++++ GIVEN PASSAGE ++++

Re:Sensitivity is not Resolution

[dgatwood]

This is about the laws of physics. I'm sure somebody will correct me if I'm not explaining this very well, but...

There's a limit to how precisely a lens can focus light. Now, in theory, as the aperture gets smaller, the diffusion decreases, so you might think that the small lenses would be result in a more precise image than larger ones. However, with those smaller lenses come smaller image sensors, which means that even if the lens can focus light to a smaller point, the pixels are also smaller, thus canceling out much of this improvement.

The bigger problem is that the smaller the lens, the greater the impact of even tiny lens aberrations on the resolving power of the lens. A speck of dust on a 1.5mm lens makes a huge difference, whereas it can be largely ignored on a lens with a 72mm diameter.

++++

**JOB 1**
In the post on lens resolution, what lens diameter lets a speck of dust be largely ignored?
**JOB 2**
Please repeat the part of the post on lens resolution between "There's a limit" and "a 72mm diameter.", inclusive.

++++ DATA ROWS ++++

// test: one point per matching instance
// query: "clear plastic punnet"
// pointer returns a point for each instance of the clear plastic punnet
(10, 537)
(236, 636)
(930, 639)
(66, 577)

++++

**FINISHED ANSWER 1**
A lens with a 72mm diameter.

**FINISHED ANSWER 2**
There's a limit to how precisely a lens can focus light. Now, in theory, as the aperture gets smaller, the diffusion decreases, so you might think that the small lenses would be result in a more precise image than larger ones. However, with those smaller lenses come smaller image sensors, which means that even if the lens can focus light to a smaller point, the pixels are also smaller, thus canceling out much of this improvement.

The bigger problem is that the smaller the lens, the greater the impact of even tiny lens aberrations on the resolving power of the lens. A speck of dust on a 1.5mm lens makes a huge difference, whereas it can be largely ignored on a lens with a 72mm diameter.